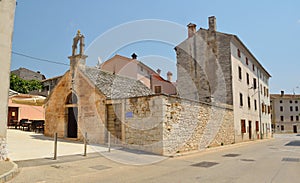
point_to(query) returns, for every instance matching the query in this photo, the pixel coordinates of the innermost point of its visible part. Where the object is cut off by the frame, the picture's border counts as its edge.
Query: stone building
(133, 68)
(78, 104)
(285, 113)
(217, 67)
(27, 74)
(102, 104)
(7, 14)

=== WHAT TO WORK ON ===
Render every line of text in the listing above as a numbered list, leaving out blank lines and the picture.

=== CORRECT OUTPUT ===
1. point_to(query) returns, for every instance matching the query in this photo, the pixel coordinates of the innermost point of its visible part. Where the object is cut off by the frame, the picture's border counts as its edge.
2. Query: stone building
3. (133, 68)
4. (78, 104)
5. (285, 113)
6. (217, 67)
7. (27, 74)
8. (102, 104)
9. (7, 14)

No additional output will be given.